Exercises to complete
1. Answer these questions using the Bryant Burns biography, one answer per line and marked to match:
(a) In what city was he born?
(b) Of which union was he state president before entering parliament?
(c) On what date did his term as a Senator end?
2. Reproduce the stretch of the Bryant Burns biography from "Australian politician (1929–2007)" through "before entering parliament.".

— Begin Text provided —

Senator for Queensland
- In office 11 July 1987 – 30 June 1996

Personal details
- Born: 24 March 1929 Rockhampton, Queensland, Australia
- Died: 29 May 2007 (aged 78) Brisbane, Queensland, Australia
- Party: Labor
- Occupation: Welder, trade unionist

= Bryant Burns =

Australian politician (1929–2007)

Bryant Robert Burns (24 March 1929 – 29 May 2007) was an Australian politician. He was a member of the Australian Labor Party (ALP) and served as a Senator for Queensland from 1987 to 1996. He was a welder by profession and was state president of the Amalgamated Metal Workers' Union (AMWU) before entering parliament.

— End Text provided —
— Begin Stored rows —

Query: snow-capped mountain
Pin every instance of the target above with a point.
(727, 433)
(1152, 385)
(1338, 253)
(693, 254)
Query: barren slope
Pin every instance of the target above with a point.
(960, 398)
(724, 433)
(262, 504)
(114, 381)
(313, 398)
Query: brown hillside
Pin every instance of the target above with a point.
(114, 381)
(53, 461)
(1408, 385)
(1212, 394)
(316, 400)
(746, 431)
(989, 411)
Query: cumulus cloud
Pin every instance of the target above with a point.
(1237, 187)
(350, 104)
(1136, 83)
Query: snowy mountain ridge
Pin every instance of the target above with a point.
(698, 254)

— End Stored rows —
— Begin Stored rows —

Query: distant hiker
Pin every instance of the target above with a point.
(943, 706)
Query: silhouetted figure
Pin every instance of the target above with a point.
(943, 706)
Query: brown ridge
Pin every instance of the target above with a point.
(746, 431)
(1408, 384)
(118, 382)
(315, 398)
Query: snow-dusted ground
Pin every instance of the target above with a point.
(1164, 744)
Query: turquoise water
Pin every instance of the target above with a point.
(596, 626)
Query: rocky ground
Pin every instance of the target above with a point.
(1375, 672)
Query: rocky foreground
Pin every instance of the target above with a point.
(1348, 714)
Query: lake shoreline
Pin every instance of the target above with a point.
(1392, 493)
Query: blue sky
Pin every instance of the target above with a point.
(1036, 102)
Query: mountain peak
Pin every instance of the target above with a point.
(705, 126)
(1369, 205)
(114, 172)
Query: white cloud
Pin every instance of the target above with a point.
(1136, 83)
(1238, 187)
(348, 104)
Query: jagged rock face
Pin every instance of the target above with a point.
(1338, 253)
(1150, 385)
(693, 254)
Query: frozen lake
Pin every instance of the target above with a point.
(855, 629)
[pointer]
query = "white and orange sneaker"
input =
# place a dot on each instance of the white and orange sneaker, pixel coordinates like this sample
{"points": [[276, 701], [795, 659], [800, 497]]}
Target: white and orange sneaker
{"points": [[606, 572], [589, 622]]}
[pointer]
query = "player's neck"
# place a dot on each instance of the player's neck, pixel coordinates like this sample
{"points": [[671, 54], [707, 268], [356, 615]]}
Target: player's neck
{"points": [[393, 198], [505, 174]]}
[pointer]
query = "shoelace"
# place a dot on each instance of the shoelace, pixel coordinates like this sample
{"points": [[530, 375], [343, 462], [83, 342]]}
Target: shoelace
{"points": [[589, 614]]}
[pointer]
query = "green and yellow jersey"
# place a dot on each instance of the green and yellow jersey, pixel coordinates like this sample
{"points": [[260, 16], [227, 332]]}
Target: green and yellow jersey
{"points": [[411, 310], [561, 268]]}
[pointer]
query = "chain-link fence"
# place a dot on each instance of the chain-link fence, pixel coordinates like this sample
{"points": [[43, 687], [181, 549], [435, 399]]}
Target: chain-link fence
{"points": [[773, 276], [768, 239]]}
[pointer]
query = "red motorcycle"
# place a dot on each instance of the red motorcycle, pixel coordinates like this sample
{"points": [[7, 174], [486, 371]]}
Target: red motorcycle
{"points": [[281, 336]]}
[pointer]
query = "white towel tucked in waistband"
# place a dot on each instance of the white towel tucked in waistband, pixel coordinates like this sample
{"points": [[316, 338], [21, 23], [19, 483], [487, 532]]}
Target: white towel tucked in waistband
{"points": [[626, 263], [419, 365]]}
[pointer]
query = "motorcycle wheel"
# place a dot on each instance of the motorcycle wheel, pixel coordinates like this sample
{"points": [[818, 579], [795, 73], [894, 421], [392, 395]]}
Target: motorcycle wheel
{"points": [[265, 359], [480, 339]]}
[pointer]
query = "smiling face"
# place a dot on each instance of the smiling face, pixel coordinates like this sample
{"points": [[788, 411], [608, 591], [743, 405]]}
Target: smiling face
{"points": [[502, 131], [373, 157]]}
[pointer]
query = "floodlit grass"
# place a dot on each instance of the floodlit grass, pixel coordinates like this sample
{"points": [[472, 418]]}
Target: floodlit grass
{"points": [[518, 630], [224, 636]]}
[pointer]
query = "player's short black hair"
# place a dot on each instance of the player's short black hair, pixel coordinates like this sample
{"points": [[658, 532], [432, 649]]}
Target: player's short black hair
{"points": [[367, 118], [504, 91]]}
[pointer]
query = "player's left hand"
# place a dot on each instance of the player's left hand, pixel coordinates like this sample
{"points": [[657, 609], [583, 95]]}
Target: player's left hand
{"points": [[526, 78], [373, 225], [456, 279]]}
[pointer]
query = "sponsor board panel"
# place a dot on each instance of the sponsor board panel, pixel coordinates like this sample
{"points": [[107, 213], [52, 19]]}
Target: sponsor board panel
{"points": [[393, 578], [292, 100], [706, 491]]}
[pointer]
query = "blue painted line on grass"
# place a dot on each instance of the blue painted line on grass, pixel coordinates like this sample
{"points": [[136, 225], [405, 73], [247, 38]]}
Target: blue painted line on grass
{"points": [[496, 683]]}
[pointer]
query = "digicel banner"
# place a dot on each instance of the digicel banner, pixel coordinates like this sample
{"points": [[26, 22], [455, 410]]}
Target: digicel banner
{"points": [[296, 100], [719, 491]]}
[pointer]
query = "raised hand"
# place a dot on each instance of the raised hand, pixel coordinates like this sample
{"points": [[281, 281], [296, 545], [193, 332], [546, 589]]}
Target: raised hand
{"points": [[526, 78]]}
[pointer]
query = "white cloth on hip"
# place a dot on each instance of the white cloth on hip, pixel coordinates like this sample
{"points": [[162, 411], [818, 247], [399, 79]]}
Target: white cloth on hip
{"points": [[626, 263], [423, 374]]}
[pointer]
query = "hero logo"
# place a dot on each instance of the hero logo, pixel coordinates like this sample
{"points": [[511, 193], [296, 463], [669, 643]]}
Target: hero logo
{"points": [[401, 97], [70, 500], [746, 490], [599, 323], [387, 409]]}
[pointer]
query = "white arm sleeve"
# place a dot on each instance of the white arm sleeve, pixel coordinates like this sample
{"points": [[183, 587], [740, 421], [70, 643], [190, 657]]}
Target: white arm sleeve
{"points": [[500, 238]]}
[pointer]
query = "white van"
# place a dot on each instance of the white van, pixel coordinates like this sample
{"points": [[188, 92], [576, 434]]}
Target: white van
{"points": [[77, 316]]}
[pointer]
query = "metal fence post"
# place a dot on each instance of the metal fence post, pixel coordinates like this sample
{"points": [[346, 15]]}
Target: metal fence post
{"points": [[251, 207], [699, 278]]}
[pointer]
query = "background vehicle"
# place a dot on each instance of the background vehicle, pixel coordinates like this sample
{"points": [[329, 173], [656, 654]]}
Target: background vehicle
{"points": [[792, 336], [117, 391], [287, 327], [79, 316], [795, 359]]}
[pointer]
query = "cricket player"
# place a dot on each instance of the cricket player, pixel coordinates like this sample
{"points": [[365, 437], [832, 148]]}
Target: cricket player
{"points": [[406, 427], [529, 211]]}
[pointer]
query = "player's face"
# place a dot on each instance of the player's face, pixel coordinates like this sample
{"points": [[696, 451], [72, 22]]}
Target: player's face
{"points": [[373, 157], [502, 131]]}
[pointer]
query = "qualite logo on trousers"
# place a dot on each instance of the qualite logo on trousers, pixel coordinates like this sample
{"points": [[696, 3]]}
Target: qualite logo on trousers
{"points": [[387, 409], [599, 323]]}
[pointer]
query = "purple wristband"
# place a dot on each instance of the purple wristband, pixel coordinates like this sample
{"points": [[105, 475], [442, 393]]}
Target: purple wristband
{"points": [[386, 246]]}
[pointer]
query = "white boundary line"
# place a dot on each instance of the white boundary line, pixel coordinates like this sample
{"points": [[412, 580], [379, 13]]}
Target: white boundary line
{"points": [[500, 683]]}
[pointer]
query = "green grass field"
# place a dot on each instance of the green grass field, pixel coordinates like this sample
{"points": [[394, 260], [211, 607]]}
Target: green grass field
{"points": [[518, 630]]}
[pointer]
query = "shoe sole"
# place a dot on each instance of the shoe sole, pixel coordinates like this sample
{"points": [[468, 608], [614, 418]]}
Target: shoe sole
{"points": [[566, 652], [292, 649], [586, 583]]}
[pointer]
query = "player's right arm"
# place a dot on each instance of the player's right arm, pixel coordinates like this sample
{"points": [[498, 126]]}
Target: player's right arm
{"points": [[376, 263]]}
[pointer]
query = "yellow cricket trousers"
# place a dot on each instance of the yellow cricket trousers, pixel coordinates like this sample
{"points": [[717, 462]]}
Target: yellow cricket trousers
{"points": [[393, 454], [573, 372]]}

— End Stored rows —

Solution set
1.
(a) Rockhampton, Queensland, Australia
(b) The Amalgamated Metal Workers' Union (AMWU)
(c) 30 June 1996

2.
Australian politician (1929–2007)

Bryant Robert Burns (24 March 1929 – 29 May 2007) was an Australian politician. He was a member of the Australian Labor Party (ALP) and served as a Senator for Queensland from 1987 to 1996. He was a welder by profession and was state president of the Amalgamated Metal Workers' Union (AMWU) before entering parliament.